- _Texte à lire_
════
Tuta absoluta sur tomate l'appui du trichogramme

Julien Séguret*, Jacques Frandon* et Philippe Lespinasse** - Phytoma - n°642 - mars 2011 - page 26

Les essais de 2010 permettent de proposer une stratégie de lutte biologique associant un miride prédateur et un trichogramme parasitoïde
 ph. J. Séguret

ph. J. Séguret

Ci-contre, serre ravagée par Tuta absoluta, en France. En médaillon en haut de page, gros plan sur une feuille de tomate minée avec une chenille de T. absoluta.

Ci-contre, serre ravagée par Tuta absoluta, en France. En médaillon en haut de page, gros plan sur une feuille de tomate minée avec une chenille de T. absoluta.

Ci-dessous, forts dégâts sur plants en serres de tomates Photos : J. Séguret

Ci-dessous, forts dégâts sur plants en serres de tomates Photos : J. Séguret

Face à l'installation en France de la mineuse de la tomate Tuta absoluta et à sa nuisibilité, la lutte biologique à l'aide d'insectes auxiliaires a un rôle à jouer dans les cultures de tomate sous abris, hors-sol ou sur sol. Ceci en agriculture biologique mais aussi en PBI (protection biologique intégrée). Les mirides (Macrolophus sp., etc.), auxiliaires prédateurs généralistes qui sont déjà lâchés dans les serres pour maîtriser d'autres ravageurs, ne dédaignent pas Tuta. Mais l'appui d'un auxiliaire spécifique parasitoïde est le bienvenu. Voici le résultat d'essais menés dans le Sud de la France en 2010 avec un tel auxiliaire, le trichogramme Trichogramma achaeae. Ils permettent de proposer des stratégies pour 2011

S'il n'est pas efficacement contrôlé dès son arrivée dans une serre de tomates, le ravageur microlépidoptère Tuta absoluta (Meyrick) (Lepidoptera : Gelechiidae) peut engendrer des dégâts considérables allant jusqu'à la perte totale de la culture (photos).

Deux principaux auxiliaires sont actuellement utilisés en lutte intégrée sous serres en France contre cette mineuse de la tomate :

– des mirides, en particulier Macrolophus caliginosus (Wagner) (Heteroptera : Miridae) ; ces prédateurs généralistes étaient déjà lâchés dans les serres, où ils peuvent se maintenir toute une saison de production, pour maîtriser divers ravageurs, acariens et surtout aleurodes ; ils consomment aussi T. absoluta ;

– des trichogrammes Trichogramma achaeae (Nagaraja & Nagarkatti) (Hymenoptera : Trichogrammatidae) ; ces parasitoïdes parasitent les œufs du ravageur sans s'installer durablement (la génération issue des œufs de T. absoluta parasités ne se maintient pas)(1).
════
- _Lignes d'une collecte de données_
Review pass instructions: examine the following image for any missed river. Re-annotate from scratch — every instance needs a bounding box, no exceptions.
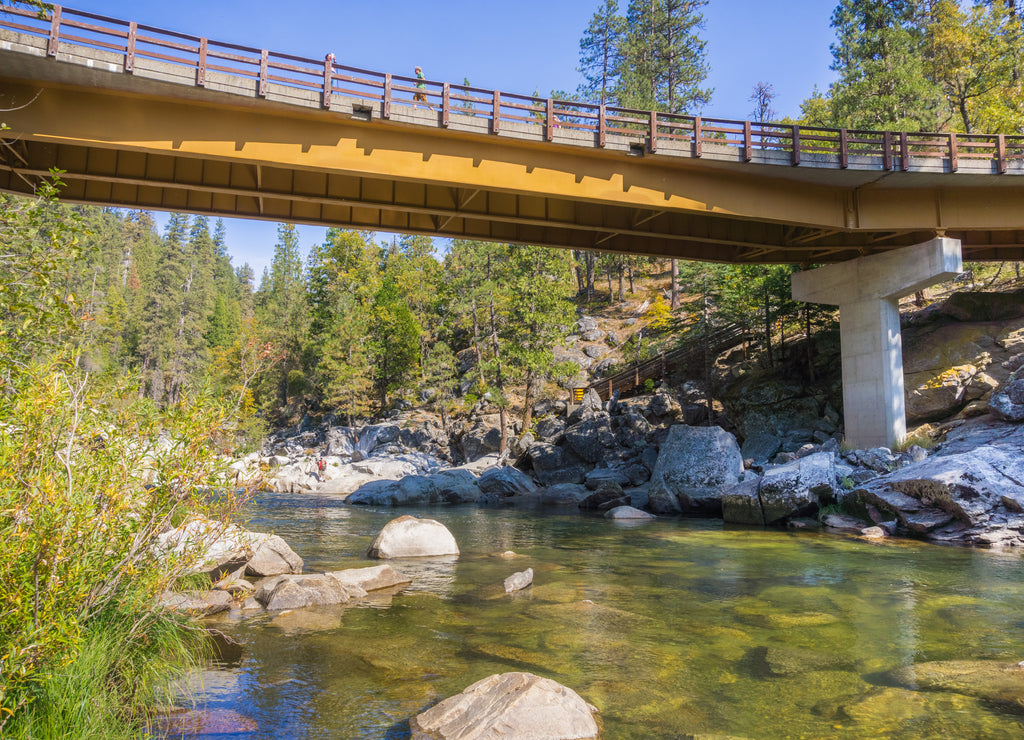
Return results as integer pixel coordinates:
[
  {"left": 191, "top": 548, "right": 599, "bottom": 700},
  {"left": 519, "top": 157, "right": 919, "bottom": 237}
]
[{"left": 180, "top": 493, "right": 1024, "bottom": 740}]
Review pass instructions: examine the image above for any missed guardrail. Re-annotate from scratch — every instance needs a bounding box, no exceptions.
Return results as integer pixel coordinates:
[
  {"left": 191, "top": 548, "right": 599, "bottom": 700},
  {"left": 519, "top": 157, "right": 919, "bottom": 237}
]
[
  {"left": 571, "top": 323, "right": 748, "bottom": 403},
  {"left": 6, "top": 5, "right": 1024, "bottom": 174}
]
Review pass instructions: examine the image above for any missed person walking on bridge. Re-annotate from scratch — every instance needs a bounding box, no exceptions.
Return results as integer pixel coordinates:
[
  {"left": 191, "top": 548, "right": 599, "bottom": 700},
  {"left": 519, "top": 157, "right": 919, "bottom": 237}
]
[{"left": 413, "top": 67, "right": 434, "bottom": 113}]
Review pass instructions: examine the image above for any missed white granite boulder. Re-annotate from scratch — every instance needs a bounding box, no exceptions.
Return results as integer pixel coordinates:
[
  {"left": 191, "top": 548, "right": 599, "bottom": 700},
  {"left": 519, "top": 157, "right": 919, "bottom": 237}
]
[
  {"left": 649, "top": 424, "right": 743, "bottom": 516},
  {"left": 367, "top": 516, "right": 459, "bottom": 559},
  {"left": 253, "top": 573, "right": 367, "bottom": 609},
  {"left": 604, "top": 506, "right": 655, "bottom": 521},
  {"left": 758, "top": 452, "right": 836, "bottom": 524},
  {"left": 410, "top": 672, "right": 600, "bottom": 740}
]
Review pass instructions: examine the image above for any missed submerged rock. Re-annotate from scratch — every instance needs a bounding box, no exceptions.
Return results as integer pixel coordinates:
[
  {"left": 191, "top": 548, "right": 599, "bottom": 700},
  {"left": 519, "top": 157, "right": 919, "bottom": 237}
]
[
  {"left": 253, "top": 573, "right": 367, "bottom": 609},
  {"left": 604, "top": 506, "right": 654, "bottom": 520},
  {"left": 888, "top": 660, "right": 1024, "bottom": 712},
  {"left": 410, "top": 672, "right": 600, "bottom": 740},
  {"left": 503, "top": 568, "right": 534, "bottom": 594},
  {"left": 367, "top": 515, "right": 459, "bottom": 559}
]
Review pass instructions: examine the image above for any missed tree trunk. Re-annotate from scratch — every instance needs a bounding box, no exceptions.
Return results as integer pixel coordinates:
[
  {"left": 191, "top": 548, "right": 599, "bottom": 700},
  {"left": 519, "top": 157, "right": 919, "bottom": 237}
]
[
  {"left": 522, "top": 369, "right": 537, "bottom": 432},
  {"left": 572, "top": 250, "right": 587, "bottom": 296},
  {"left": 584, "top": 252, "right": 597, "bottom": 303},
  {"left": 488, "top": 295, "right": 508, "bottom": 454},
  {"left": 804, "top": 303, "right": 815, "bottom": 383},
  {"left": 669, "top": 260, "right": 679, "bottom": 311}
]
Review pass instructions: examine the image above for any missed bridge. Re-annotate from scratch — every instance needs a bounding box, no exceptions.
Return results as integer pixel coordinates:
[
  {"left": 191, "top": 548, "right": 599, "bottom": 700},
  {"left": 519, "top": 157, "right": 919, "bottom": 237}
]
[{"left": 0, "top": 6, "right": 1024, "bottom": 444}]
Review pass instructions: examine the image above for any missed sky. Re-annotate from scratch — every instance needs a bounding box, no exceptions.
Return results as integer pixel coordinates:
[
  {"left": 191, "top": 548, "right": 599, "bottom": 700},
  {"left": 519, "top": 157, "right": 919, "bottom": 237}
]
[{"left": 46, "top": 0, "right": 836, "bottom": 279}]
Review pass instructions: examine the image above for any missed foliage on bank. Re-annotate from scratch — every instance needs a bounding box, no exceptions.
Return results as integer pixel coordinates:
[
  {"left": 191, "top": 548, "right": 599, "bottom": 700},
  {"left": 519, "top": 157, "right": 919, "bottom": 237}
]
[{"left": 0, "top": 185, "right": 247, "bottom": 738}]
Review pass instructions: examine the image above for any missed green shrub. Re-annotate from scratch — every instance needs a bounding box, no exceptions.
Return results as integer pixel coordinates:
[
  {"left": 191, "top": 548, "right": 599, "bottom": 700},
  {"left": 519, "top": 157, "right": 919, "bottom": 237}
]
[{"left": 0, "top": 361, "right": 247, "bottom": 737}]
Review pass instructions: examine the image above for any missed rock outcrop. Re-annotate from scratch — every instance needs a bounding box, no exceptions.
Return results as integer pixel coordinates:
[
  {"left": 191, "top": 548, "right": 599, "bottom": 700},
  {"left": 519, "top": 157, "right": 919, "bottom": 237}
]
[
  {"left": 410, "top": 672, "right": 600, "bottom": 740},
  {"left": 649, "top": 424, "right": 743, "bottom": 516}
]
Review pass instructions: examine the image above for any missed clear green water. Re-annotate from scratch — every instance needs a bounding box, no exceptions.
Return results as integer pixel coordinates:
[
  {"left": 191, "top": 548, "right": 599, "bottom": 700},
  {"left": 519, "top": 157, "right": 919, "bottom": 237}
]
[{"left": 186, "top": 494, "right": 1024, "bottom": 740}]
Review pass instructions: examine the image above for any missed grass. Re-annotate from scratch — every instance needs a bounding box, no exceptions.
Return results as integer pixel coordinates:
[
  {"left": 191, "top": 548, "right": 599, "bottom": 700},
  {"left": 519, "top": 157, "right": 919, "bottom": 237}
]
[{"left": 4, "top": 616, "right": 208, "bottom": 740}]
════
- _Votre objectif_
Prolongez l'article sur la lutte biologique contre Tuta absoluta en repartant de sa dernière phrase.

- _Réponse attendue_
Méthode de suivi

15 sites dans trois départements

La société Biotop, filiale du groupe InVivo, et la Coopérative agricole Provence-Languedoc (CAPL) ont testé conjointement au printempsété 2010 une stratégie d'usage de ces deux auxiliaires pour lutter contre T. absoluta.

Quinze sites, comprenant chacun une ou plusieurs serres, ont été suivis de façon hebdomadaire par les techniciens de Biotop et de la CAPL entre février et septembre 2010, dans plusieurs départements du sud de la France : Alpes-Maritimes, Bouches-du-Rhône, Vaucluse.

Ils ont été choisis de façon à constituer un ensemble représentatif des types de culture de tomates majoritairement présents dans la profession et susceptibles d'utiliser des auxiliaires contre T. absoluta sous serre :

– serres verres chauffées, serres verres froides, multi-chapelles plastiques ou tunnels plastiques ;

– lutte intégrée ou production biologique.

Suivi hebdomadaire : mineuses, mines et mirides

Le protocole de suivi s'inspire de la méthode mise au point par le Groupe de travail « Expérimentateurs-Protection intégrée en cultures légumières sous abri » réunissant de nombreux partenaires autour du Ctiflet de l'Aprel.

La population des papillons de T. absoluta a été suivie par piégeage hebdomadaire dans les pièges à phéromone (mn 4 pièges/ha).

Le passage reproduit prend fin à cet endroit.